### TASK MATERIAL
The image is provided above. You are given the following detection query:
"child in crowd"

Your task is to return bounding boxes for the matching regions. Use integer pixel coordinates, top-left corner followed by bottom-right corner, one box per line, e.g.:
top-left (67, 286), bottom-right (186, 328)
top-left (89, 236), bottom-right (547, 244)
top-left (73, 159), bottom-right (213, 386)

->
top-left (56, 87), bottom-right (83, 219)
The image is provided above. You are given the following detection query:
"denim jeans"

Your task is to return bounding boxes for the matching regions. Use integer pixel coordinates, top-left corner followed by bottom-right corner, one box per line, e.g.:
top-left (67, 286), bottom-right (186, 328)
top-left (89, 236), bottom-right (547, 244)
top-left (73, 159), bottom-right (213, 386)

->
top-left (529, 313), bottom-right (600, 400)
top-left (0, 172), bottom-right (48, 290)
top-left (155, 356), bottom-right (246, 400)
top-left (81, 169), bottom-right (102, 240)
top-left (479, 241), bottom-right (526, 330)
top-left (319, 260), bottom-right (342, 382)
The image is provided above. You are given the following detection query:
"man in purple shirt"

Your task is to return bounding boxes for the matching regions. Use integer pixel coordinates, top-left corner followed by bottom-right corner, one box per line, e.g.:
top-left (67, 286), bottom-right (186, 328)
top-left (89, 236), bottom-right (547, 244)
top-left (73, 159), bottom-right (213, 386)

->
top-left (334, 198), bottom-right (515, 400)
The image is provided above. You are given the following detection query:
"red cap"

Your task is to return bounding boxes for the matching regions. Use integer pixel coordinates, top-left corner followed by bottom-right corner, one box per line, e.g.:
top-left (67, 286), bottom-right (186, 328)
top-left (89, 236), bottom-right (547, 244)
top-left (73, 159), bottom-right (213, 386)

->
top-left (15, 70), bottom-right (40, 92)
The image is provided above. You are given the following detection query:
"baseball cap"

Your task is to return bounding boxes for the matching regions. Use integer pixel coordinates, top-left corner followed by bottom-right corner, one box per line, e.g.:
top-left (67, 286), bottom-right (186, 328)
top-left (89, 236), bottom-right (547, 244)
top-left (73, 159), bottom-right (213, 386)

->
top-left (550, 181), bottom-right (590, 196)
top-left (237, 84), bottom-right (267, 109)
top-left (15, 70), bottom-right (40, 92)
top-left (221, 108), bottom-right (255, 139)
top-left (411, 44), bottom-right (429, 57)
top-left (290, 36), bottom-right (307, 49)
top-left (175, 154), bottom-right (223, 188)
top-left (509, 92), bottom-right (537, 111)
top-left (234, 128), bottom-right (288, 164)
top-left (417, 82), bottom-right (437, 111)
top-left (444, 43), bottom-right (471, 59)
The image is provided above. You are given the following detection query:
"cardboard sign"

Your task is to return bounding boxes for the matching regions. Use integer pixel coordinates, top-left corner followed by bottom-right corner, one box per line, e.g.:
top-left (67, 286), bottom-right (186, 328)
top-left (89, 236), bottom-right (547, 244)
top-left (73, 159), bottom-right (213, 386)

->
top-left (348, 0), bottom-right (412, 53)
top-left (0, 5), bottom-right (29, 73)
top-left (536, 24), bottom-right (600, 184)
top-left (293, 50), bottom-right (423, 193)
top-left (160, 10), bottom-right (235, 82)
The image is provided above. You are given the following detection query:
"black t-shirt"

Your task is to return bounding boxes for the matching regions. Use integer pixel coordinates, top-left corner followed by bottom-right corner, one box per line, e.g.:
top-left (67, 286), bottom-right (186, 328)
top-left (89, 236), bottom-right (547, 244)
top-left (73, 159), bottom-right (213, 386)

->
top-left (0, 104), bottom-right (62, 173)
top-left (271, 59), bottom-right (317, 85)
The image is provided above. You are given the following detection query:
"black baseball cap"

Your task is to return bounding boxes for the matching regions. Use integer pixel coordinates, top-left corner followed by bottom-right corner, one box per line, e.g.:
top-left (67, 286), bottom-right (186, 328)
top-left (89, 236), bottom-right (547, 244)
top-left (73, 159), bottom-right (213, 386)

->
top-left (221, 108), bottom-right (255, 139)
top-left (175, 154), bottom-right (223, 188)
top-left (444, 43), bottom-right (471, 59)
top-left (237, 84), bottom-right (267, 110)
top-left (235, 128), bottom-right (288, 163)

### EXERCISE DETAILS
Reproduce each of the records above verbatim, from the first through the last.

### RESPONSE TO THIS EXERCISE
The image is provided above. You are given the following detection query:
"child in crowd"

Your task is to return bounding boxes for the matching regions. Use integer pixel coordinates, top-left corner followed by bottom-right corner, one box per line, e.g.:
top-left (67, 286), bottom-right (186, 328)
top-left (89, 236), bottom-right (547, 244)
top-left (73, 159), bottom-right (213, 386)

->
top-left (56, 87), bottom-right (83, 219)
The image is provided above. You are given the following detection query:
"denim jeans"

Your task is to return bounding boxes for the matching regions. Use integer pixel coordinates, top-left corner followed by bottom-right corner, one box per line, e.g.:
top-left (67, 286), bottom-right (186, 328)
top-left (89, 236), bottom-right (547, 244)
top-left (73, 159), bottom-right (213, 386)

->
top-left (529, 313), bottom-right (600, 400)
top-left (0, 172), bottom-right (48, 290)
top-left (155, 356), bottom-right (246, 400)
top-left (81, 169), bottom-right (102, 240)
top-left (479, 241), bottom-right (526, 330)
top-left (319, 260), bottom-right (342, 382)
The image is provided above. You are given the following detection query:
"man in purple shirt"

Your task is to return bounding boxes for the matching regions. Use integer pixel coordinates, top-left corner followed by bottom-right corner, one box per line, e.g.:
top-left (67, 286), bottom-right (186, 328)
top-left (89, 236), bottom-right (547, 244)
top-left (73, 159), bottom-right (213, 386)

->
top-left (334, 198), bottom-right (515, 400)
The image is provided above. You are given the following detection query:
"red cap"

Your task is to return bounding boxes for the matching regions. Use integer pixel coordinates, top-left corner followed by bottom-right corner, one box per line, e.g.:
top-left (67, 286), bottom-right (186, 328)
top-left (89, 236), bottom-right (547, 244)
top-left (73, 159), bottom-right (213, 386)

->
top-left (15, 70), bottom-right (40, 92)
The image is provided above. You are given the following detection query:
"baseball cap"

Your task is to return bounding boxes for the matching regions. Use integer pixel coordinates, top-left corner followed by bottom-right corner, one box per line, e.g.:
top-left (67, 286), bottom-right (186, 328)
top-left (89, 236), bottom-right (547, 244)
top-left (73, 159), bottom-right (213, 386)

->
top-left (550, 181), bottom-right (590, 196)
top-left (237, 84), bottom-right (267, 109)
top-left (15, 70), bottom-right (40, 92)
top-left (221, 108), bottom-right (255, 139)
top-left (411, 44), bottom-right (429, 57)
top-left (290, 36), bottom-right (307, 49)
top-left (175, 154), bottom-right (223, 188)
top-left (509, 92), bottom-right (537, 111)
top-left (234, 128), bottom-right (288, 164)
top-left (417, 82), bottom-right (437, 111)
top-left (444, 43), bottom-right (471, 59)
The image is provided above. You are given the following detection query:
"cardboard sign"

Your task is to return bounding boxes for the matching regions. Use integer pixel coordinates, top-left corner followed by bottom-right corner, one box per line, e.g.:
top-left (67, 286), bottom-right (186, 328)
top-left (89, 236), bottom-right (547, 244)
top-left (73, 159), bottom-right (213, 386)

->
top-left (348, 0), bottom-right (412, 53)
top-left (0, 5), bottom-right (29, 73)
top-left (536, 24), bottom-right (600, 184)
top-left (293, 50), bottom-right (423, 193)
top-left (160, 10), bottom-right (235, 82)
The image is provided above. You are given the following detection query:
"black t-shirt"

Your task is to return bounding boxes for the matching regions. Use integer pixel coordinates, top-left corner followed by bottom-right corner, one box per line, e.g.:
top-left (67, 286), bottom-right (186, 328)
top-left (89, 236), bottom-right (547, 244)
top-left (73, 159), bottom-right (213, 386)

->
top-left (0, 104), bottom-right (62, 173)
top-left (271, 59), bottom-right (317, 85)
The image is provided above. You are given the following detection query:
"black baseball cap"

Your task is to return bounding boxes for the matching regions. Use integer pixel coordinates, top-left corner followed by bottom-right corner, one box per line, e.g.:
top-left (67, 286), bottom-right (186, 328)
top-left (89, 236), bottom-right (547, 244)
top-left (73, 159), bottom-right (213, 386)

->
top-left (221, 108), bottom-right (255, 139)
top-left (175, 154), bottom-right (223, 188)
top-left (444, 43), bottom-right (471, 59)
top-left (237, 84), bottom-right (267, 110)
top-left (235, 128), bottom-right (288, 163)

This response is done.